*练习要求:* 数一数下面有几行带有“water”这个词，只写出数字。
= = =
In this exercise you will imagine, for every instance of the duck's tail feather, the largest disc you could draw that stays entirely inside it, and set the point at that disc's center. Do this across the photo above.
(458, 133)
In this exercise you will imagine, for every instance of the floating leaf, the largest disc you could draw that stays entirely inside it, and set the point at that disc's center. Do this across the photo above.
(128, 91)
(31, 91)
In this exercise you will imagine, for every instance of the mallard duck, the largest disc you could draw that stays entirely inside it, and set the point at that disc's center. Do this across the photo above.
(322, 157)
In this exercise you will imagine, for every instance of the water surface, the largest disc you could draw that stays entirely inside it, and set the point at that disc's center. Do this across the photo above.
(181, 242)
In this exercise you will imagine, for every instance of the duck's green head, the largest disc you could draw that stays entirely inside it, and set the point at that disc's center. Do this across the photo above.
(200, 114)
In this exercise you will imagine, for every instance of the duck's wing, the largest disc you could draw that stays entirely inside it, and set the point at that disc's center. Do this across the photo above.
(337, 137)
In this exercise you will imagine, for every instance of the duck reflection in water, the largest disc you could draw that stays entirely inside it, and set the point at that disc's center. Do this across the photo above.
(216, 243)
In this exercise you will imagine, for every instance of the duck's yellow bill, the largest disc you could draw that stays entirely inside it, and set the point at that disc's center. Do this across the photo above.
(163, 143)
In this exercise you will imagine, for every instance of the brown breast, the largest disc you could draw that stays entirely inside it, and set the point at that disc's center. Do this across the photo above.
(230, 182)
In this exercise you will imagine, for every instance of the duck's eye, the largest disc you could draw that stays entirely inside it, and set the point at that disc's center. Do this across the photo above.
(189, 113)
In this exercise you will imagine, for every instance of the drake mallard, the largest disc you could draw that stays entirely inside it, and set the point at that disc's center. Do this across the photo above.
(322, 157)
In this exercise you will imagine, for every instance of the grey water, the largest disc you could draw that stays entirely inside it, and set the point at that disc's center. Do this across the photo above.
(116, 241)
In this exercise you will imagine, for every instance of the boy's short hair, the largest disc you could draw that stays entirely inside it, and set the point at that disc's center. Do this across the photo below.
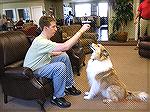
= = =
*练习作答:* 3